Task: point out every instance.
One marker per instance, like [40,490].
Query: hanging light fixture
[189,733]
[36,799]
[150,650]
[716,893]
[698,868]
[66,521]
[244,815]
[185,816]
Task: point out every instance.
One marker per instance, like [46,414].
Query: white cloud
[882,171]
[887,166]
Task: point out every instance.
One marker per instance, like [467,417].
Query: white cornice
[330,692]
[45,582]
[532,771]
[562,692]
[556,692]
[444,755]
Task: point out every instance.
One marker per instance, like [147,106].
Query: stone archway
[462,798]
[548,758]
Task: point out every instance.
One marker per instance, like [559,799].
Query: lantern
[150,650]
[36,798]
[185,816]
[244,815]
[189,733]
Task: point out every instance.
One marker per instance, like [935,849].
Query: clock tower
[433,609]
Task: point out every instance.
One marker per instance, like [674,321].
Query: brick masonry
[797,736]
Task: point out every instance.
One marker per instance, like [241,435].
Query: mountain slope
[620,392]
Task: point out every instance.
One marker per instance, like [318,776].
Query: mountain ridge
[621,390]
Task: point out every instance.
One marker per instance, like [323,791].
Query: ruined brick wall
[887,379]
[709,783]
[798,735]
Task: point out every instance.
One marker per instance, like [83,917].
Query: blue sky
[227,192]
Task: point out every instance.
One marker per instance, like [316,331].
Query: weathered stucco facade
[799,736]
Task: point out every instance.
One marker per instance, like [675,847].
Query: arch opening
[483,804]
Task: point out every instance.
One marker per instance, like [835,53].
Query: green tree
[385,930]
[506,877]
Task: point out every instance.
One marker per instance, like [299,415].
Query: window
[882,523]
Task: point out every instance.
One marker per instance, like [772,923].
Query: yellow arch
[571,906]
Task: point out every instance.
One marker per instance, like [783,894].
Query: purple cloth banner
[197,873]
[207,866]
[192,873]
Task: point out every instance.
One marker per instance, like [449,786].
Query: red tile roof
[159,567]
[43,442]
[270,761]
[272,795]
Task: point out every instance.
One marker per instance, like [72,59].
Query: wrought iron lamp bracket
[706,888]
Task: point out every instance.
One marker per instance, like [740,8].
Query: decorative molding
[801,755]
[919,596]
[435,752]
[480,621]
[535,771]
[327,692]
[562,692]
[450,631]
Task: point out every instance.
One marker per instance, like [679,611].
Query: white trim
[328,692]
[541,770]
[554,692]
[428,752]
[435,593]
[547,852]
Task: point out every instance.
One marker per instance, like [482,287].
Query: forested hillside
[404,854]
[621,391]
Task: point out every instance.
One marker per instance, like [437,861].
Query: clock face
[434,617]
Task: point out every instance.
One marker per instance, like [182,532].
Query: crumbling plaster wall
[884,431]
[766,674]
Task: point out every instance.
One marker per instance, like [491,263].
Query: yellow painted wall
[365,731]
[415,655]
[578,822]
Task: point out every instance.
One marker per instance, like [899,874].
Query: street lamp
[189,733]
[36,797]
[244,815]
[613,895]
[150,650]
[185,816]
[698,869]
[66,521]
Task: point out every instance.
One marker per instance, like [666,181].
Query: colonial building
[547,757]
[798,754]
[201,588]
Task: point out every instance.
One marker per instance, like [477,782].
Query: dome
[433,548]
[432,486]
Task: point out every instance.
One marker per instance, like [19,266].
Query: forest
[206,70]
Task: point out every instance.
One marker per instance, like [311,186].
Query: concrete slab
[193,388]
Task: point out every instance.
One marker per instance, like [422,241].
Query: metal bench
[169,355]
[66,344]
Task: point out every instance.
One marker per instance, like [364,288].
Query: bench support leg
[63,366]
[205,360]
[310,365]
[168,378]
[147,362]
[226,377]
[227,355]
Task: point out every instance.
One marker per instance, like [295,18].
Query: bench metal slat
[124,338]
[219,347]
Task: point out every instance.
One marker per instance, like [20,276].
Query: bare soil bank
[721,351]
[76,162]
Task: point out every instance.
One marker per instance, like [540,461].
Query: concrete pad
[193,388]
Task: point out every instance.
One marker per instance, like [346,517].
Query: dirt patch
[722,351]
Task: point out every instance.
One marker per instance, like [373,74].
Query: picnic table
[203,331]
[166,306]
━━━━
Pick out every line of the data above that contains the word "lamp", and copy each one.

• **Exercise response**:
Query: wrought iron lamp bracket
Query: street lamp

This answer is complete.